§ Document passage
By Anusha Reddy
Menstruation is one of the most common aspect of being a woman. It is seen with many perspectives, some as anything normal and some as a taboo. A menstruating woman being considered impure is not new in the society. In some households even now, menstruating women are not allowed to enter the kitchen, cook food and are a given a separate place in the house for the menstruating time.
One in five girls drop out of school when they start menstruating, and more than 70% women do not have access to sanitary napkins. In a country where most of the people cannot afford safe menstrual hygiene, one man began a quest to create a perfect sanitary napkin
It began in 1998 when Arunachalam Muruganantham, the son of a handloom weaver in South India, realized that his wife was using old rags during menstruation because she couldn’t afford sanitary pads. He decided to produce sanitary napkins for her for which he used a roll of cotton and cut it into pieces, the same size as the pads, then wrapped a thin layer of cotton around it. He presented it to his wife to test it and the feedback given to him was that it was useless, and she would prefer using rags.

§ Instructions for the task
Pick up the passage on menstruation and Arunachalam Muruganantham's sanitary napkins right after its last sentence and continue it.

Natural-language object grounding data
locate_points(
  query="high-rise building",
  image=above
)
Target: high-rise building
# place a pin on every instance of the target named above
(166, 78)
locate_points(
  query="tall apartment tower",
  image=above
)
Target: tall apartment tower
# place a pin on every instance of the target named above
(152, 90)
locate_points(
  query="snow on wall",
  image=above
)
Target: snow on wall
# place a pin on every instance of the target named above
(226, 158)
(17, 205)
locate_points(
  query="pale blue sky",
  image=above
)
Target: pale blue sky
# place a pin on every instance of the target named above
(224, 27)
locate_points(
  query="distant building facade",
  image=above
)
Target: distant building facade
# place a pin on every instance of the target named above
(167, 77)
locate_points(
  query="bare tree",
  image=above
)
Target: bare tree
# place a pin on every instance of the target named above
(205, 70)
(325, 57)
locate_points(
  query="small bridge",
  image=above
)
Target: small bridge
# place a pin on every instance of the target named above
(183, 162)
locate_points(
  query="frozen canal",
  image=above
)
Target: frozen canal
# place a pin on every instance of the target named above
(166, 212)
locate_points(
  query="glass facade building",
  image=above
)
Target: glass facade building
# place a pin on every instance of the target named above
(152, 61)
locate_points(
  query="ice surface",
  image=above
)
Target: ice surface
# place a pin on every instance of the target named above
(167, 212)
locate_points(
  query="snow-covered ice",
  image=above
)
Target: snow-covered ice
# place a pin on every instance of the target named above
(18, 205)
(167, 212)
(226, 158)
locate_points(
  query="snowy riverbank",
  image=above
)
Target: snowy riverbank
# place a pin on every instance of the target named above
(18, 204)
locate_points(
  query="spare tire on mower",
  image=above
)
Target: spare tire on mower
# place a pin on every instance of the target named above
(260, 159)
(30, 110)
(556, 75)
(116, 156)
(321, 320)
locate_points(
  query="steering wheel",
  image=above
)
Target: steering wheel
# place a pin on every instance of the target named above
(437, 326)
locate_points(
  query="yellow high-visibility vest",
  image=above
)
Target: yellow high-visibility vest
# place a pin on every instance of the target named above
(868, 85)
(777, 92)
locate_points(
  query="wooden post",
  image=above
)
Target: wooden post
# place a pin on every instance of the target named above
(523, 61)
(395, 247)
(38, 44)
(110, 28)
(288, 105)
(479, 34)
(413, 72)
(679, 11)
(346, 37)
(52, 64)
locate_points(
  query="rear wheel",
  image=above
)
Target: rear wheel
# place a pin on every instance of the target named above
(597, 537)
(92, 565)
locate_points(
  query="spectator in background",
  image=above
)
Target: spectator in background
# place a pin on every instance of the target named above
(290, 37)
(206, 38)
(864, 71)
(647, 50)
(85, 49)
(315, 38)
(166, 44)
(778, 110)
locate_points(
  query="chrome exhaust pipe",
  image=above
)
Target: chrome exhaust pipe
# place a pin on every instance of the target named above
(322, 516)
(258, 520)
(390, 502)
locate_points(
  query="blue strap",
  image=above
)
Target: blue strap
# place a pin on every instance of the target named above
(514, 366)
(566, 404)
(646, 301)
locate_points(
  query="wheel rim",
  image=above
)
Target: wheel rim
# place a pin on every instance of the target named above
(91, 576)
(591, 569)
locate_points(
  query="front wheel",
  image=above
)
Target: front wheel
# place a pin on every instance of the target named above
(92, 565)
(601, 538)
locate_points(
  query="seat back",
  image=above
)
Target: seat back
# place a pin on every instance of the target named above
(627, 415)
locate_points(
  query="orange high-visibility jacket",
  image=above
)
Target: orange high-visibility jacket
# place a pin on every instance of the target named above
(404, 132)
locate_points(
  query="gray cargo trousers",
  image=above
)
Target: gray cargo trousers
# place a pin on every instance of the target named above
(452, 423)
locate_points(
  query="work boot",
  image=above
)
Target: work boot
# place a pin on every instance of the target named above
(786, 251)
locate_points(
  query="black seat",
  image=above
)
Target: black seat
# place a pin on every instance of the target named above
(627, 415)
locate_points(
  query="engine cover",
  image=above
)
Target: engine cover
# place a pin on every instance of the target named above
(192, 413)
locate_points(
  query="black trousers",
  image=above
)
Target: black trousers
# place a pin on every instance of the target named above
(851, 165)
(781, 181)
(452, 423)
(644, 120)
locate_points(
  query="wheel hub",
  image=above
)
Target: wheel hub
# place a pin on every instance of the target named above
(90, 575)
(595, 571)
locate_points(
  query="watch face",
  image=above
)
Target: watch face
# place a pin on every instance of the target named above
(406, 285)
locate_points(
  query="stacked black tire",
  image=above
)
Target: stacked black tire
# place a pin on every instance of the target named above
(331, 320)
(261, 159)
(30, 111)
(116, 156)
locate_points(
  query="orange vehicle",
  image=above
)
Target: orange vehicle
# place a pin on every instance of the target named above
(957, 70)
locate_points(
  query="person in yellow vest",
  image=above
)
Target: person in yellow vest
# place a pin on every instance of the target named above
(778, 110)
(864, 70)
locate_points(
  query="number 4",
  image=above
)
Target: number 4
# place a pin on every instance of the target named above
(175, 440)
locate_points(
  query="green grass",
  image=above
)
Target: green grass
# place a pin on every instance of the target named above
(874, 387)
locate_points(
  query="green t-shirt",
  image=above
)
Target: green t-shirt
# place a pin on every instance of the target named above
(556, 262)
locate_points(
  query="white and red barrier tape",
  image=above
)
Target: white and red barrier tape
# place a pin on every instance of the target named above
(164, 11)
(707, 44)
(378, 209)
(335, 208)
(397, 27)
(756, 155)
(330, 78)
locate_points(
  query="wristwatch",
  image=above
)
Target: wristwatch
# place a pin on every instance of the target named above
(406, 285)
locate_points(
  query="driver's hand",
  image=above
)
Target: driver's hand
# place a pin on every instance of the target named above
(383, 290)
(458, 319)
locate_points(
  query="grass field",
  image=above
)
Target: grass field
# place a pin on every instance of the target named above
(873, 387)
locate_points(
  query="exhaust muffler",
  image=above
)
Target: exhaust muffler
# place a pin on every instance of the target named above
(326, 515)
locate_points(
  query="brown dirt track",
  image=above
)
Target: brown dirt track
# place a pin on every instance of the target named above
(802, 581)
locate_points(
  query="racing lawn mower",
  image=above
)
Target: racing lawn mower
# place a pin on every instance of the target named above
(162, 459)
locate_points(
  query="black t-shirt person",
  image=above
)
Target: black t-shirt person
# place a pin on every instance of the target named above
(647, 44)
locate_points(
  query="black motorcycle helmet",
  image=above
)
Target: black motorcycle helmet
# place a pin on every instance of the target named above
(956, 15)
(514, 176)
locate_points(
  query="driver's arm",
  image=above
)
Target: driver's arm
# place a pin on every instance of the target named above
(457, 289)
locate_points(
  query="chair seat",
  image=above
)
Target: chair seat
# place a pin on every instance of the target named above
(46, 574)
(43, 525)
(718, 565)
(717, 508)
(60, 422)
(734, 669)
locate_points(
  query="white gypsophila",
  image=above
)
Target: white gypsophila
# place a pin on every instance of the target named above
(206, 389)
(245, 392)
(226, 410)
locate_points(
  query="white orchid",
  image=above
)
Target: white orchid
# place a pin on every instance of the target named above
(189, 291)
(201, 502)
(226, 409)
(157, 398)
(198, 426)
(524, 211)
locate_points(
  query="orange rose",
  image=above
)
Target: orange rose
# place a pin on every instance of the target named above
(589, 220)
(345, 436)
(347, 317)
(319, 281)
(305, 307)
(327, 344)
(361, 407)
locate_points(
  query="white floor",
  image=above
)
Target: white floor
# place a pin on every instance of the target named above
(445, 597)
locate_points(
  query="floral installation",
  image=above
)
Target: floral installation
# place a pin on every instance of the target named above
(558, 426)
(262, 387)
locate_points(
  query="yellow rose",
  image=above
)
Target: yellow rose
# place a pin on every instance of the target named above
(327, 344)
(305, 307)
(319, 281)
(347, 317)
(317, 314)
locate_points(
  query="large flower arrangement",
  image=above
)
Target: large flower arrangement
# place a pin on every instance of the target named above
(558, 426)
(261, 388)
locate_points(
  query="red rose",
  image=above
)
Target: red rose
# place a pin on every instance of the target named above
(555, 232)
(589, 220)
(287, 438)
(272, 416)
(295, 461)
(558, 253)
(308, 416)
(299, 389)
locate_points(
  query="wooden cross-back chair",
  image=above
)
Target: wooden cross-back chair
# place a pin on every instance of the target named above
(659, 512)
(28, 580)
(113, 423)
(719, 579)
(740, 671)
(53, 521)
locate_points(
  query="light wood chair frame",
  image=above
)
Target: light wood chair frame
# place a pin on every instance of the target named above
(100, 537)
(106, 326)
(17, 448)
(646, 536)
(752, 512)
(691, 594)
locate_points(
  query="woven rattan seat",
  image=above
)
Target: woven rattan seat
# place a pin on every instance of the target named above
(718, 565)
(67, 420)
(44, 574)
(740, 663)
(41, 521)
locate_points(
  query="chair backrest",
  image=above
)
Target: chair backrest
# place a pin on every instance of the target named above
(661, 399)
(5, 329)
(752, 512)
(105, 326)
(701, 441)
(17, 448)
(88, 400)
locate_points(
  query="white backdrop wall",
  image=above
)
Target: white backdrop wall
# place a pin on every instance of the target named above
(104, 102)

§ Exercise result
Muruga started experimenting with different material, but had to face a problem: his wife could test the types only once a month. He was in need of volunteers and approached medical students of a university near his village. Some of them tested his product but were too shy to reveal the details. Left with no alternative, he decided to test the pad himself. He created a menstrual cycle by building a uterus using a rubber bladder, filled it with animal blood and fixed it to his hips. A tube led from the artificial uterus to the sanitary pads in his underpants. By pressing the bladder, he stimulated the flow.
He began to smell foul because of which he was tagged a ‘pervert’ and was also left by his wife. In-spite of all the odds, he continued with his experiments. During his research, he realized that only 20- 30% women had access to hygienic menstrual conditions; it was no longer only about helping his wife. He was on a mission to produce sanitary napkins to all those who could not afford them. It took him two years to find the right material and four years to develop a way to process it. The result was an easy to use, pocket friendly machine to make the sanitary pads. The sanitary pads made started reaching the women and also, his machine can be bought by women groups or schools to make their own sanitary pads. This has also developed jobs for women in rural India.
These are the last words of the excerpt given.